Problem to work on: Your job is to restate each entry word for word.

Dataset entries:
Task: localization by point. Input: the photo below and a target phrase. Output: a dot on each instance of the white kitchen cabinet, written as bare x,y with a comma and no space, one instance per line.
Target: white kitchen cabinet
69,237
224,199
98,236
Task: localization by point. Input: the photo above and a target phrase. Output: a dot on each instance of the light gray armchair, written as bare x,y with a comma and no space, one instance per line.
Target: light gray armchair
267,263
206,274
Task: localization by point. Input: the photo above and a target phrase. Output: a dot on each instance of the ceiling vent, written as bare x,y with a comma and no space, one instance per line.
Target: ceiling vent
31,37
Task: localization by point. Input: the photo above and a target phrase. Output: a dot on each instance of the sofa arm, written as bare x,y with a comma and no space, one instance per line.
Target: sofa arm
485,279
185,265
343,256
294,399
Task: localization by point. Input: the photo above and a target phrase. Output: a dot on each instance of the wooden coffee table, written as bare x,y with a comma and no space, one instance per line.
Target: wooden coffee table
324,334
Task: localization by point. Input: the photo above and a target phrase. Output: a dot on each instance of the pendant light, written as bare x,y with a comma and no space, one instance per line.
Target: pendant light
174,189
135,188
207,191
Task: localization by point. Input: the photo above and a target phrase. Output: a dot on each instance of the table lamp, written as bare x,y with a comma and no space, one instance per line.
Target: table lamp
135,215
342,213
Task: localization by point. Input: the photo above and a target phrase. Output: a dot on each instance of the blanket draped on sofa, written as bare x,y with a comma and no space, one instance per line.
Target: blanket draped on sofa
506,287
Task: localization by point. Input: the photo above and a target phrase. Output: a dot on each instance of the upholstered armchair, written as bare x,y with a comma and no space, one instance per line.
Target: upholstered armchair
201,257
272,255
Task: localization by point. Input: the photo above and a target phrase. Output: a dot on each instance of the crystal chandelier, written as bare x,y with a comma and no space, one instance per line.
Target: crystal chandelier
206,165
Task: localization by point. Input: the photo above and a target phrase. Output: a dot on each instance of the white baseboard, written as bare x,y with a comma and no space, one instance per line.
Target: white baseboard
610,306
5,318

Finished task:
Task: localization by point. Input: the photo below and a target phrase. Output: a dot on each instance of the white kitchen cabinet, written as bare x,y with a comma and no space, one instance per line.
Target: white kitchen cabinet
69,237
224,199
98,236
Task: localization by point. Input: the photo above and a target phrase. Output: a dot on each instance of the light gray armchair, written as bare x,y with a comma and no space, one instance per line.
Target: light gray armchair
267,263
206,274
Task: localization by point. Input: the photo above and a target phrase. Output: a dot on each instance of the ceiling vent, written as bare x,y with a comma and no space, one instance per line.
Target: ceiling vent
31,37
Task: localization by point. Input: the photo above and a target phrase. Output: a dot on each instance of the sofa arm, written as bare x,y with a comma and no space, one instance per line.
Target: sofa arm
485,279
185,265
343,256
294,399
Task: localization by point. Input: the photo above and a target phrase. Output: a dot on each instance of the wooden coffee table, written as bare x,y with a comma and no space, one instance per line.
Target: wooden coffee table
324,334
Task: localization by point. Input: the photo above and a target phrase. Output: a dot on each instance of the pendant light, written as bare x,y with a comma and no space, one instance per line.
Target: pendant light
174,189
135,188
207,191
Task: localization by point. Input: the photo above and a target phrase. Output: a dot on each instance of the table lamp, written as bare x,y with a comma and no space, one instance per line.
Target: table lamp
135,215
342,213
Task: localization by point. Input: the photo above and a target phrase. Output: a dot on each instance of the blanket draped on sofa, written as bare x,y with a comma and no space, one instance per line.
Target: blanket draped on sofa
506,287
Task: localization by point. Input: the photo above and a target phrase. Output: a dot on each instance of the upholstered armchair, written as bare x,y with a comma and no space, one instance per line.
Target: upholstered armchair
201,257
272,255
Task: localization by point. Input: the photo above and a target phrase. Output: a dot on each instance of the crystal chandelier, written as bare x,y with a comma and no space, one instance per line.
Target: crystal chandelier
206,165
Task: localization by point. Input: the photo above and a target phrase. Output: a dot on each instance of the white baseboard, written as bare x,y with a comma and no space, one instance per line.
Target: white baseboard
610,306
5,318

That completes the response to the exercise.